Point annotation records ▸
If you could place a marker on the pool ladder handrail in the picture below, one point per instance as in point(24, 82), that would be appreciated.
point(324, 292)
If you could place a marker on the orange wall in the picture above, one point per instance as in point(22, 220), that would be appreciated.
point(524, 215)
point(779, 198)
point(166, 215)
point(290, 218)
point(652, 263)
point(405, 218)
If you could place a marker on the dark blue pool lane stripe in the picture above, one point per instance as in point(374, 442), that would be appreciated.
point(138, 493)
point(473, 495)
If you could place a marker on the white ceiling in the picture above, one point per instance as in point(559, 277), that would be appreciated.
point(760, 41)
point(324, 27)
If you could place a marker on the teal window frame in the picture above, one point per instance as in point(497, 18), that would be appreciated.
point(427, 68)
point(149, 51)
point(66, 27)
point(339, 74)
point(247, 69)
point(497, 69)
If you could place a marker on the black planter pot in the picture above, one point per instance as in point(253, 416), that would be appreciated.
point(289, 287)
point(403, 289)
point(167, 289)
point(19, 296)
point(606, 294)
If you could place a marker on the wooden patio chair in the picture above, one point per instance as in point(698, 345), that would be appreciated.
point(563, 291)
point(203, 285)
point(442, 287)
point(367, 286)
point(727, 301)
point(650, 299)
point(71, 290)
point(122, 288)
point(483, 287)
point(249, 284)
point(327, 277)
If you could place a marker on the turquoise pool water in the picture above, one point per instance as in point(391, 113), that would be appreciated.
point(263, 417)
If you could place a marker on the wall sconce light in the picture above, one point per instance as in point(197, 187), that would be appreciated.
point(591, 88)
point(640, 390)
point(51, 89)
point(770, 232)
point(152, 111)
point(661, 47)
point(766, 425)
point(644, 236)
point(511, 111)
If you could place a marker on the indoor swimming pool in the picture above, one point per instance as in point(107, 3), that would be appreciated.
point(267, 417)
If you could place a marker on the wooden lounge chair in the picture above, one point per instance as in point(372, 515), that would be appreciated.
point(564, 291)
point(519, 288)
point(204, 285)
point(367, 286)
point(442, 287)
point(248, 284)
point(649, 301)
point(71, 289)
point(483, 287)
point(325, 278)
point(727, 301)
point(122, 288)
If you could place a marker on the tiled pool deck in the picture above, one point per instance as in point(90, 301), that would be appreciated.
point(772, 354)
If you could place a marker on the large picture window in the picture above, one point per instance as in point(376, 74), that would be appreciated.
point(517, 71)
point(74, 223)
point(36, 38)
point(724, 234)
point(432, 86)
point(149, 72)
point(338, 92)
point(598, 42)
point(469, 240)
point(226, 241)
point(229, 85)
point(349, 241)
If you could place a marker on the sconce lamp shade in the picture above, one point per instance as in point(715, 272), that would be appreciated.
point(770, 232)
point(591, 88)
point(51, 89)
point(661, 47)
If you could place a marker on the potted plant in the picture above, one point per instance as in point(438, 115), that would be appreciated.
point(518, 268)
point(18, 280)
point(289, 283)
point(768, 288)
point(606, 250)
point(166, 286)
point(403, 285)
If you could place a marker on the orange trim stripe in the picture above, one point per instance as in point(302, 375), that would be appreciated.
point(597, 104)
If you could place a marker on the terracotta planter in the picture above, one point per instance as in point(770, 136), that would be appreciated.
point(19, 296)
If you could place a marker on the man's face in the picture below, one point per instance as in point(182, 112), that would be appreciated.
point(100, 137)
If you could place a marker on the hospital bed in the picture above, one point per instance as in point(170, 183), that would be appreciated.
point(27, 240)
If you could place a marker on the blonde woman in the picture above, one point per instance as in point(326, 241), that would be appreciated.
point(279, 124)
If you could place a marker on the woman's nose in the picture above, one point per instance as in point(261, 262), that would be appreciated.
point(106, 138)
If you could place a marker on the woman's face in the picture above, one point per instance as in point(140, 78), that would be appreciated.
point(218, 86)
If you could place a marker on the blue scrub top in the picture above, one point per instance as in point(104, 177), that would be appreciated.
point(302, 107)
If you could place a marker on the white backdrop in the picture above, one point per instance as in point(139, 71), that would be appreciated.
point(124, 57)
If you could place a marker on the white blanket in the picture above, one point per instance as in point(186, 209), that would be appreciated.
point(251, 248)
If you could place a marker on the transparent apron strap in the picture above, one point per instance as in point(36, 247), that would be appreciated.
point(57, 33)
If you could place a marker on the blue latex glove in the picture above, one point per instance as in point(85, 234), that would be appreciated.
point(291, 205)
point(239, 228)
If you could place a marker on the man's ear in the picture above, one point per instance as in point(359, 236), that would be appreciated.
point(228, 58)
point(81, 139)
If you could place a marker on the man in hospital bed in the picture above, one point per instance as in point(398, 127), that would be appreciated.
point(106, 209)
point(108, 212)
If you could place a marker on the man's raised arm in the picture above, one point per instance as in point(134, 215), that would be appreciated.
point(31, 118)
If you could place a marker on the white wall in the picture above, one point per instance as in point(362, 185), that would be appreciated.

WHAT THE EXERCISE ASKS ▸
Reproduce all of the material above line for line, with no changes.

ANSWER TO THE EXERCISE ▸
If you could place a marker on the pool ladder handrail in the picture below, one point per instance as in point(24, 82), that would be appreciated.
point(324, 292)
If you could place a marker on the orange wall in the picture above, one point per instance as in point(22, 220), that would be appreciated.
point(524, 215)
point(779, 198)
point(166, 215)
point(290, 218)
point(652, 263)
point(405, 218)
If you could place a marker on the dark blue pool lane stripe in the picture above, one point per instance as in point(374, 442), that would be appreciated.
point(138, 493)
point(473, 495)
If you could place a marker on the white ceiling in the picture above, one point per instance as in point(559, 277), that would be appreciated.
point(760, 41)
point(324, 27)
If you could place a marker on the teal window frame in the picture above, one point per instance as in point(497, 18), that would be appreciated.
point(427, 68)
point(149, 51)
point(66, 27)
point(339, 74)
point(247, 69)
point(497, 69)
If you could place a marker on the black planter pot in the picture above, one point per instance as in point(253, 416), that would be appreciated.
point(289, 287)
point(403, 289)
point(167, 289)
point(19, 296)
point(606, 294)
If you could place a marker on the wooden patio chair in the picture above, one point per instance as in point(698, 345), that would be appreciated.
point(563, 291)
point(203, 285)
point(442, 287)
point(367, 286)
point(727, 301)
point(650, 299)
point(71, 290)
point(122, 288)
point(483, 287)
point(249, 284)
point(327, 277)
If you could place a marker on the turquoise pool water in the picture above, one point per instance as in point(391, 113), that would be appreciated.
point(263, 417)
If you could place a marker on the wall sconce light in the picture above, one point per instance as in point(197, 187), that would be appreciated.
point(591, 88)
point(640, 390)
point(51, 89)
point(770, 232)
point(152, 111)
point(661, 47)
point(766, 425)
point(644, 236)
point(511, 111)
If you could place a marker on the indoor swimming pool in the picture above, one point per instance as in point(107, 3), that would be appreciated.
point(267, 417)
If you could place a marker on the wooden lounge chair in the picture above, one point per instance as in point(372, 515), that would be appreciated.
point(564, 291)
point(519, 288)
point(204, 285)
point(367, 286)
point(442, 287)
point(248, 284)
point(649, 301)
point(71, 289)
point(483, 287)
point(325, 278)
point(727, 301)
point(122, 288)
If you could place a marker on the tiled pool deck in the picture above, one point per instance as in point(90, 301), that would be appreciated.
point(772, 354)
If you could place a marker on the large picture window in the picture above, one point per instance as in point(376, 74), that would be appreciated.
point(517, 71)
point(74, 223)
point(36, 38)
point(724, 234)
point(432, 86)
point(149, 72)
point(338, 92)
point(598, 42)
point(469, 240)
point(226, 241)
point(229, 85)
point(349, 241)
If you could place a marker on the sconce lamp shade in the picture above, one point per instance as in point(715, 272), that would be appreciated.
point(770, 232)
point(591, 88)
point(51, 89)
point(661, 47)
If you could place a marker on the potted plant in the picture above, one point per instance as in point(438, 115), that would be appreciated.
point(518, 268)
point(18, 280)
point(289, 283)
point(768, 288)
point(606, 250)
point(166, 286)
point(403, 285)
If you could place a marker on the orange trim stripe in the picture above, one point per instance as in point(302, 375), that would be appreciated.
point(597, 104)
If you could place a marker on the terracotta planter in the picture above, one point per instance as in point(770, 136), that would be appreciated.
point(19, 296)
If you could place a marker on the man's face in the picture below, one point per instance as in point(182, 112), that would be appreciated.
point(100, 137)
If you could place a marker on the hospital bed in the picture above, one point per instance as in point(170, 183), that would be appreciated.
point(27, 240)
If you could place a marker on the blonde woman in the picture above, one point per instance as in point(326, 241), that would be appreciated.
point(279, 124)
If you could place a marker on the woman's nose in the picture above, one point per instance as in point(261, 262), that would be appreciated.
point(106, 138)
If you could place a marker on the woman's face in the picture above, one point per instance as in point(140, 78), that would be appreciated.
point(218, 86)
If you could place a marker on the blue scrub top in the picture above, one point per instance as in point(104, 177), that would be appreciated.
point(302, 107)
If you could place a marker on the white backdrop in the picture above, one point per instance as in point(139, 71), that would be appreciated.
point(124, 57)
If you could place a marker on the white blanket in the picture above, one point per instance as in point(186, 209), that would be appreciated.
point(251, 248)
If you could place a marker on the transparent apron strap in the picture above, one point per instance as in point(36, 247), that would be appreciated.
point(57, 33)
If you could place a marker on the blue latex glove in the picture above, one point per instance as in point(85, 234), that would be appreciated.
point(291, 205)
point(239, 228)
If you could place a marker on the man's ear in the picture above, one point per instance as in point(359, 236), that would be appreciated.
point(228, 58)
point(81, 139)
If you could place a marker on the man in hospital bed in the picture above, one point per instance as in point(398, 127), that would be appreciated.
point(106, 209)
point(108, 212)
If you could place a marker on the man's raised arm in the picture above, one point per instance as in point(134, 215), that would be appreciated.
point(31, 118)
If you could place a marker on the white wall in the picture above, one point per instance as in point(362, 185), that would be appreciated.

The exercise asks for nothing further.